### Description of the task
For every line below, restate it exactly and drop the images.

### Input
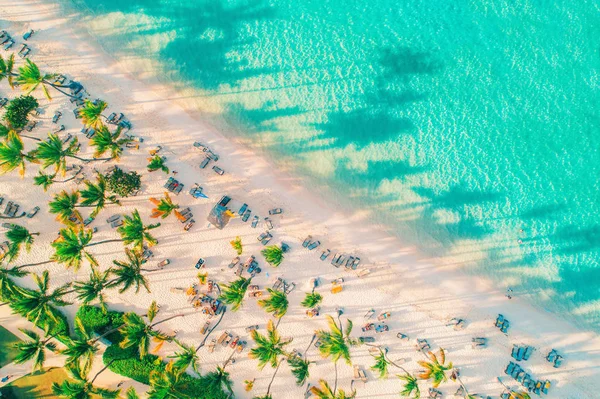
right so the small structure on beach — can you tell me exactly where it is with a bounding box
[207,195,234,229]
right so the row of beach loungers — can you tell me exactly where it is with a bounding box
[505,361,551,395]
[495,314,510,333]
[193,141,225,175]
[0,197,39,219]
[511,344,534,362]
[229,255,262,278]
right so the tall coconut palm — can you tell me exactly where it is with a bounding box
[417,348,453,388]
[316,315,358,393]
[35,134,102,175]
[310,379,356,399]
[0,123,41,143]
[90,125,130,160]
[219,276,251,311]
[52,362,120,399]
[149,193,179,219]
[17,59,74,100]
[254,356,286,399]
[80,174,120,217]
[204,366,233,398]
[0,131,35,177]
[117,209,160,250]
[168,341,200,374]
[0,264,27,302]
[301,291,322,309]
[119,301,183,358]
[61,317,100,374]
[49,190,82,225]
[398,373,421,398]
[258,288,288,320]
[147,361,190,399]
[147,155,169,174]
[79,99,108,129]
[249,319,291,370]
[110,248,151,294]
[261,245,284,267]
[11,270,70,325]
[125,387,141,399]
[0,53,15,88]
[72,268,111,309]
[12,328,57,372]
[33,170,76,191]
[287,353,313,386]
[3,224,39,263]
[51,227,120,271]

### Output
right so the small structure on beach — can you tell me exactly where it is with a bounding box
[207,195,234,229]
right so the row of beach loungers — can you tell me exactly where it is with a bounding box
[505,361,551,395]
[495,314,510,333]
[193,141,225,175]
[0,197,39,219]
[511,344,534,362]
[229,255,262,278]
right so the tall coconut palm — can you tell me exactly where it is with a bounding box
[417,348,453,388]
[316,315,358,393]
[35,134,102,175]
[310,379,356,399]
[0,123,41,143]
[90,125,130,160]
[219,276,251,311]
[52,362,120,399]
[149,193,179,219]
[17,59,74,100]
[254,356,286,399]
[80,174,120,217]
[204,366,233,398]
[0,131,35,177]
[117,209,160,250]
[168,341,200,374]
[0,264,27,302]
[301,291,322,309]
[119,301,183,358]
[61,317,100,374]
[49,190,82,225]
[398,373,421,398]
[258,288,288,320]
[147,361,190,399]
[147,155,169,174]
[79,99,108,129]
[249,319,291,370]
[110,248,151,294]
[261,245,284,267]
[11,270,70,325]
[125,387,141,399]
[0,53,15,88]
[72,268,111,309]
[12,328,57,372]
[33,170,76,191]
[287,353,313,386]
[3,224,39,263]
[51,227,120,271]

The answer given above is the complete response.